## Directive
Render every line of the material below as a JSON list of strings, one string per line, with blank lines omitted. Leave the pictures out of the answer.

# Provided entries start

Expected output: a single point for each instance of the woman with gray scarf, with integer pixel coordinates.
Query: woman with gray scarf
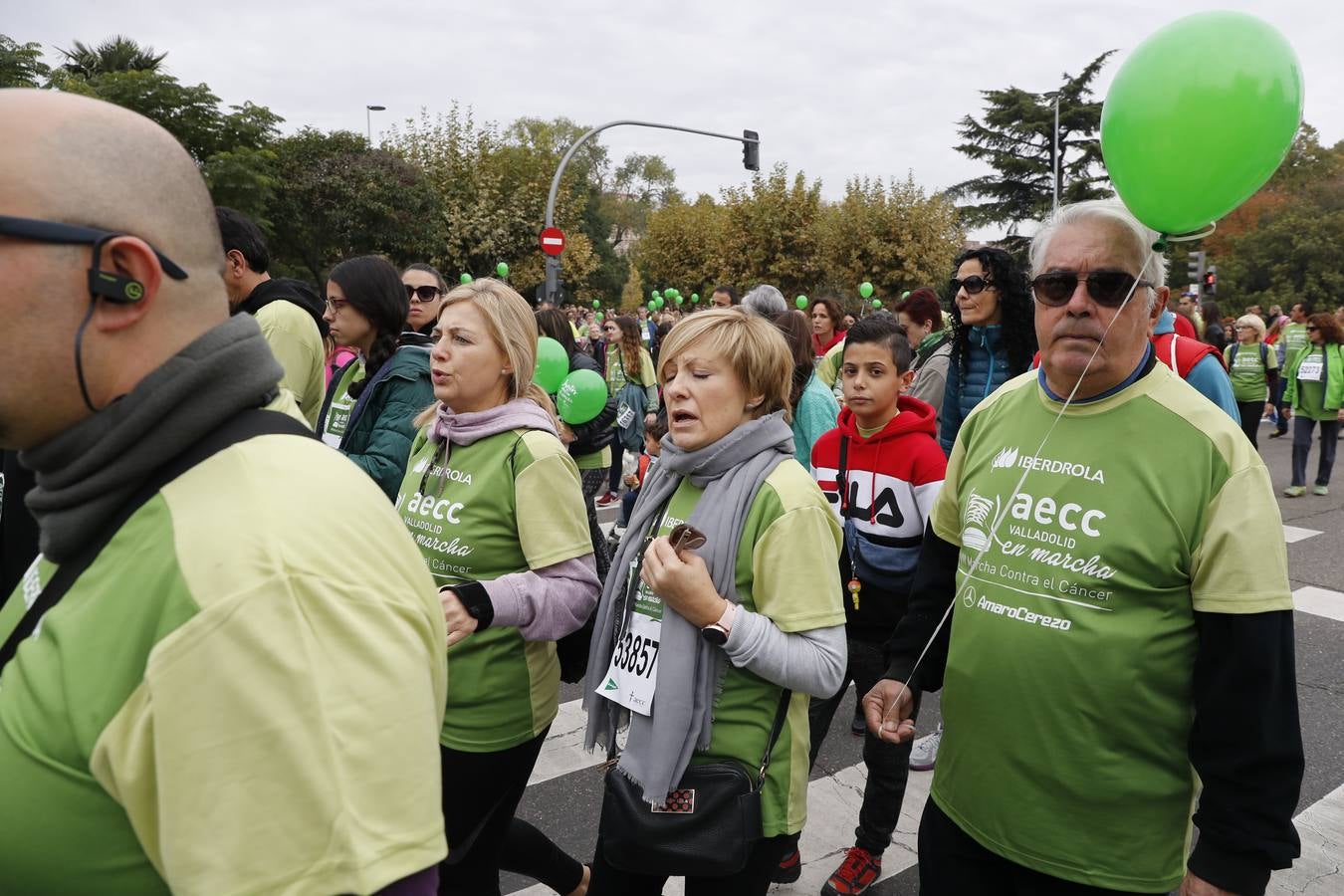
(752, 612)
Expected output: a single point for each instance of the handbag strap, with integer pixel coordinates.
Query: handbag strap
(239, 427)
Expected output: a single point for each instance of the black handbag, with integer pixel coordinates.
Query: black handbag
(707, 826)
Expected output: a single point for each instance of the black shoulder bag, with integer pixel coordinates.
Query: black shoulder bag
(707, 826)
(239, 427)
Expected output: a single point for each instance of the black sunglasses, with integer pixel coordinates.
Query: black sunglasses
(974, 285)
(54, 231)
(422, 293)
(1108, 288)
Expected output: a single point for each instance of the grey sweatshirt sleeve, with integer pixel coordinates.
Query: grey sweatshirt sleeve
(808, 661)
(546, 603)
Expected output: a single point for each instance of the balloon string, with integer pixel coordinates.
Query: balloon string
(1003, 512)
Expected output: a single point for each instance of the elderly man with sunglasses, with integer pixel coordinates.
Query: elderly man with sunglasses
(190, 700)
(1122, 644)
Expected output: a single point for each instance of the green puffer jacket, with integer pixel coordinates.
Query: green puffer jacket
(382, 427)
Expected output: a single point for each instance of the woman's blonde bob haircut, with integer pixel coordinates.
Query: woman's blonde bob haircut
(753, 346)
(513, 327)
(1255, 324)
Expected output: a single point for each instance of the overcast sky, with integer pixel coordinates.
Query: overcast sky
(835, 89)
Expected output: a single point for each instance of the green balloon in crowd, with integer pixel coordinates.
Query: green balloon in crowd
(1199, 117)
(580, 398)
(553, 362)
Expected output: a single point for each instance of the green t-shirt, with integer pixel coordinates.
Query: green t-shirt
(1247, 371)
(341, 406)
(1067, 693)
(238, 696)
(785, 569)
(508, 503)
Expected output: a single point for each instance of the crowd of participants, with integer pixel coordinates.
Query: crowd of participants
(330, 665)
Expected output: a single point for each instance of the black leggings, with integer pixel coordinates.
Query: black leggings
(481, 791)
(953, 864)
(753, 880)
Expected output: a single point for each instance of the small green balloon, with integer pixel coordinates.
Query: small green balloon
(580, 398)
(553, 364)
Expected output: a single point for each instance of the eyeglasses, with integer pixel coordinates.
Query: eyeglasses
(974, 285)
(422, 293)
(1108, 288)
(53, 231)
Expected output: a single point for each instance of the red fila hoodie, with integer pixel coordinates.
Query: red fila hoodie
(882, 489)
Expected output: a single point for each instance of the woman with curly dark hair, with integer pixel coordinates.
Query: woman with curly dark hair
(994, 334)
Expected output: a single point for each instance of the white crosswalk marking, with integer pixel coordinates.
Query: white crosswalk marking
(1293, 534)
(1320, 602)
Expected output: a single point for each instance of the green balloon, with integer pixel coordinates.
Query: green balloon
(580, 398)
(1199, 117)
(553, 364)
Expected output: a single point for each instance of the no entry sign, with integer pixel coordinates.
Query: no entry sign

# Provided entries end

## Problem solution
[
  "Expected output: a single point for each instance of the woman with gray scarf, with integer pixel coordinates.",
  "Query: woman with gray scarf",
  "(752, 612)",
  "Expected output: a single point for each instance of the handbag strap, with integer pixel coordinates.",
  "Query: handbag strap",
  "(239, 427)",
  "Expected output: a single point for each instance of the black handbag, with integer pixel coordinates.",
  "Query: black handbag",
  "(707, 826)",
  "Expected output: a single point for each instance of the black shoulder bag, with integer pixel coordinates.",
  "Query: black shoulder bag",
  "(707, 826)",
  "(239, 427)",
  "Expected output: a single point for each instance of the black sunglasses, with integer pixel coordinates.",
  "Query: black sunglasses",
  "(974, 285)",
  "(54, 231)",
  "(422, 293)",
  "(1108, 288)",
  "Expected output: a single point for each instance of the grey sweatshirt sleeve, with integer pixel coordinates.",
  "Query: grey sweatshirt sleeve",
  "(808, 661)",
  "(546, 603)",
  "Expected output: a single point for each instance of the balloon string, with integer pixel coordinates.",
  "Query: balloon string",
  "(1003, 512)",
  "Expected output: a single point for each instance of the elderly man with sunglasses, with integer pixel coordinates.",
  "Query: elderly man with sunglasses",
  "(190, 700)",
  "(1122, 644)",
  "Expected output: a single point for each instance of the green puffer jacket, with integer pixel coordinates.",
  "Query: green puffer jacket",
  "(382, 427)",
  "Expected output: a single point for each instance of the woman's blonde bob haircut, with integer pixel coordinates.",
  "Query: woman's blonde bob haircut",
  "(753, 346)",
  "(513, 327)",
  "(1255, 324)",
  "Expected output: a single point for each instance of the overcast sky, with integer pixel coordinates.",
  "Query: overcast sky",
  "(835, 89)",
  "Expected output: a single point for each instance of the green balloon in crowd, with integer pixel coordinates.",
  "Query: green balloon in crowd",
  "(1199, 117)",
  "(580, 398)",
  "(553, 362)",
  "Expected output: a single point for each instance of the green t-shirt, with integer pixel coordinates.",
  "Query: green t-shirt",
  "(1247, 371)",
  "(341, 406)",
  "(1067, 693)",
  "(238, 696)",
  "(785, 569)",
  "(508, 503)",
  "Expected output: a single point for each instance of the crowd of participants, with integer pixel coordinates.",
  "Query: crowd of participants",
  "(330, 665)",
  "Expected output: a single point for each instance of the black leggings, with integer pixel coordinates.",
  "Query: black leggings",
  "(481, 791)",
  "(953, 864)",
  "(753, 880)",
  "Expected output: a single point for each instance of the small green balloon, with integer pixel coordinates.",
  "Query: small green balloon",
  "(580, 398)",
  "(553, 364)",
  "Expected output: a single point for each instance of the eyeglasses, with integer pixel coordinates.",
  "Query: eyeglasses",
  "(974, 285)",
  "(422, 293)",
  "(1108, 288)",
  "(53, 231)",
  "Expected output: a single point for each instance of the red fila hoodie, with integer pixel coordinates.",
  "Query: red fila hoodie",
  "(882, 489)",
  "Expected output: a single point for each instance of the woman with curly dark hair, with integer pixel coordinates.",
  "Query: woman with curly dark hair",
  "(994, 334)",
  "Expected output: a single point for each instance of the white crosswalk marking, with integer pixel coordinates.",
  "Query: white crosswalk marking",
  "(1293, 534)",
  "(1320, 602)",
  "Expected output: a single point for each instance of the green balloon, with integer pixel coordinates.",
  "Query: green balloon",
  "(580, 398)",
  "(1199, 117)",
  "(553, 364)",
  "Expected output: a single point for each instance of the no entry sign, with integer pixel coordinates.",
  "Query: no entry sign"
]